━━━ Data for this task

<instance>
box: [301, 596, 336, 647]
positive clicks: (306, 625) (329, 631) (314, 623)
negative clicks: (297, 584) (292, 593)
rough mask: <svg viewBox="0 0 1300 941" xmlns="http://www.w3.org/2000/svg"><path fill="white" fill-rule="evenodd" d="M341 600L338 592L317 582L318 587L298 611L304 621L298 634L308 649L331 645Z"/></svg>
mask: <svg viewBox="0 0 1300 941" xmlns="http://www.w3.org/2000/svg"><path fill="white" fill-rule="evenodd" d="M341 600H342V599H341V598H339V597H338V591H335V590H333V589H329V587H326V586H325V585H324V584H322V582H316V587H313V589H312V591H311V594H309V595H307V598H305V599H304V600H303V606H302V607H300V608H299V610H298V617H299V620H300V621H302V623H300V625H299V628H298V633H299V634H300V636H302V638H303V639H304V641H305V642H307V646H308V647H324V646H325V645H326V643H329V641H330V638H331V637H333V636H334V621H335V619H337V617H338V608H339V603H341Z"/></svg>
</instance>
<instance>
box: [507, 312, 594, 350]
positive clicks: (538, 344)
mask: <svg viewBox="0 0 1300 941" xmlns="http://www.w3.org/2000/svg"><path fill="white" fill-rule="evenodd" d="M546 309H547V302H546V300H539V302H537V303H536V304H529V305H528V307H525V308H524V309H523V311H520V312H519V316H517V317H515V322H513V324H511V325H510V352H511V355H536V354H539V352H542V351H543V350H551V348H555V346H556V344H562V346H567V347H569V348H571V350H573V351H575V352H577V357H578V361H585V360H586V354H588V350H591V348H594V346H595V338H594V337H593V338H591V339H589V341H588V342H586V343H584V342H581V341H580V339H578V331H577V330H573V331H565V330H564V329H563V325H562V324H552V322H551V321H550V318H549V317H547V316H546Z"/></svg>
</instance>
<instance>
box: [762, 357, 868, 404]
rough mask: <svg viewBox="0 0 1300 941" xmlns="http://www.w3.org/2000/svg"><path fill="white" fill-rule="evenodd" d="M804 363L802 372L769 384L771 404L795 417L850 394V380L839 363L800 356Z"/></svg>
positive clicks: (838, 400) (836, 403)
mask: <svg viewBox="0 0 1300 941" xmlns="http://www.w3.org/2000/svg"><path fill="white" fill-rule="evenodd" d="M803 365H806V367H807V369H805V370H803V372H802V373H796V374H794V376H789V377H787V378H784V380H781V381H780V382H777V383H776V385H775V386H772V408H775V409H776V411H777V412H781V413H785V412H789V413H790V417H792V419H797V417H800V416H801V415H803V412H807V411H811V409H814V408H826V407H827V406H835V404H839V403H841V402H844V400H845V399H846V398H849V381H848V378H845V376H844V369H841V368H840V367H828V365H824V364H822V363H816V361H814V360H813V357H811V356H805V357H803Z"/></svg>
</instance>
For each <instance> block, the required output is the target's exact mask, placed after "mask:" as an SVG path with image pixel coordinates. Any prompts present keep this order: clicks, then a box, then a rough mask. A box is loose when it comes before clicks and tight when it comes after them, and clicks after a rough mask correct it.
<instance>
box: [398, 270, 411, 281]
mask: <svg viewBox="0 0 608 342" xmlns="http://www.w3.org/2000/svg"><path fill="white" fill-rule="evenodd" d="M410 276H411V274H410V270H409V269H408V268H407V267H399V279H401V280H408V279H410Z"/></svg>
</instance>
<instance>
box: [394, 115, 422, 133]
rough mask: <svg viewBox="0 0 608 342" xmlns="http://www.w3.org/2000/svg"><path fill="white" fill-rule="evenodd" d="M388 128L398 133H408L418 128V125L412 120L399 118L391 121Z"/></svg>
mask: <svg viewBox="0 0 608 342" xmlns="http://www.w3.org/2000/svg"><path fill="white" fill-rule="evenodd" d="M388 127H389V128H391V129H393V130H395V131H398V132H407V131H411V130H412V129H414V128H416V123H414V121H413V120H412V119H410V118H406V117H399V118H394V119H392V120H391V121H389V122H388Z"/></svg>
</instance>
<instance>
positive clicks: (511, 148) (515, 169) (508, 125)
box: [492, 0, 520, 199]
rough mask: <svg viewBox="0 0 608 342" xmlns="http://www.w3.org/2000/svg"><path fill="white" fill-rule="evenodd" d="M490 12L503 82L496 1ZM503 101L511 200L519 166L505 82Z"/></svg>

━━━━━━

* _Task_:
Transcribe all of the records above without altering anything.

* _Result of the task_:
<instance>
box: [301, 596, 336, 647]
positive clicks: (306, 625) (329, 631) (314, 623)
negative clicks: (297, 584) (292, 593)
rough mask: <svg viewBox="0 0 1300 941" xmlns="http://www.w3.org/2000/svg"><path fill="white" fill-rule="evenodd" d="M341 600L338 592L317 582L318 587L298 611L304 621L298 634L308 649L331 645Z"/></svg>
mask: <svg viewBox="0 0 1300 941" xmlns="http://www.w3.org/2000/svg"><path fill="white" fill-rule="evenodd" d="M341 600H342V599H341V598H339V597H338V591H335V590H333V589H329V587H326V586H325V585H324V584H322V582H316V587H313V589H312V591H311V594H309V595H307V598H305V599H304V600H303V606H302V607H300V608H299V610H298V617H299V620H300V621H302V623H300V625H299V628H298V633H299V634H300V636H302V638H303V639H304V641H305V642H307V646H308V647H324V646H325V645H326V643H329V641H330V638H331V637H333V636H334V621H335V619H337V617H338V608H339V603H341Z"/></svg>
</instance>
<instance>
box: [507, 312, 594, 350]
positive clicks: (538, 344)
mask: <svg viewBox="0 0 1300 941" xmlns="http://www.w3.org/2000/svg"><path fill="white" fill-rule="evenodd" d="M546 309H547V302H546V300H539V302H537V303H536V304H529V305H528V307H525V308H524V309H523V311H520V312H519V316H517V317H515V322H513V324H511V325H510V352H511V355H536V354H539V352H542V351H543V350H551V348H555V346H556V344H562V346H567V347H569V348H571V350H573V351H575V352H577V357H578V361H585V360H586V354H588V350H591V348H594V346H595V338H594V337H593V338H591V339H589V341H588V342H586V343H584V342H581V341H580V339H578V331H577V330H573V331H565V330H564V329H563V325H562V324H552V322H551V321H550V318H549V317H547V316H546Z"/></svg>
</instance>
<instance>
box: [762, 357, 868, 404]
rough mask: <svg viewBox="0 0 1300 941" xmlns="http://www.w3.org/2000/svg"><path fill="white" fill-rule="evenodd" d="M804 363L802 372L769 384L771 404L795 417L850 394V380L839 363L800 356Z"/></svg>
positive clicks: (838, 400) (836, 403)
mask: <svg viewBox="0 0 1300 941" xmlns="http://www.w3.org/2000/svg"><path fill="white" fill-rule="evenodd" d="M803 365H806V367H807V369H805V370H803V372H802V373H796V374H794V376H789V377H787V378H784V380H781V381H780V382H777V383H776V385H775V386H772V408H775V409H776V411H777V412H781V413H785V412H789V413H790V417H792V419H797V417H800V416H801V415H803V412H807V411H811V409H814V408H826V407H827V406H835V404H839V403H841V402H844V400H845V399H846V398H849V381H848V378H845V376H844V369H841V368H840V367H828V365H824V364H822V363H816V361H814V360H813V357H811V356H805V357H803Z"/></svg>
</instance>
For each <instance> block, the required output is the target's exact mask, placed after "mask:" as an SVG path with image pixel coordinates. Any prompts present keep this order: clicks, then a box, then a rough mask. A box is loose when it comes before clicks and tight when it comes after them, and clicks after a rough mask correct it.
<instance>
box: [398, 270, 411, 281]
mask: <svg viewBox="0 0 608 342" xmlns="http://www.w3.org/2000/svg"><path fill="white" fill-rule="evenodd" d="M410 276H411V274H410V270H409V269H408V268H407V267H399V279H401V280H408V279H410Z"/></svg>
</instance>
<instance>
box: [394, 115, 422, 133]
rough mask: <svg viewBox="0 0 608 342" xmlns="http://www.w3.org/2000/svg"><path fill="white" fill-rule="evenodd" d="M388 128L398 133H408L418 128V125L412 120L399 118L391 121Z"/></svg>
mask: <svg viewBox="0 0 608 342" xmlns="http://www.w3.org/2000/svg"><path fill="white" fill-rule="evenodd" d="M388 127H389V128H391V129H393V130H395V131H398V132H407V131H411V130H412V129H414V128H416V123H414V121H413V120H412V119H410V118H406V117H399V118H394V119H392V120H391V121H389V122H388Z"/></svg>
</instance>
<instance>
positive clicks: (511, 148) (515, 169) (508, 125)
box: [492, 0, 520, 199]
rough mask: <svg viewBox="0 0 608 342" xmlns="http://www.w3.org/2000/svg"><path fill="white" fill-rule="evenodd" d="M490 12L503 82L496 1ZM503 101L511 200L519 166L505 82Z"/></svg>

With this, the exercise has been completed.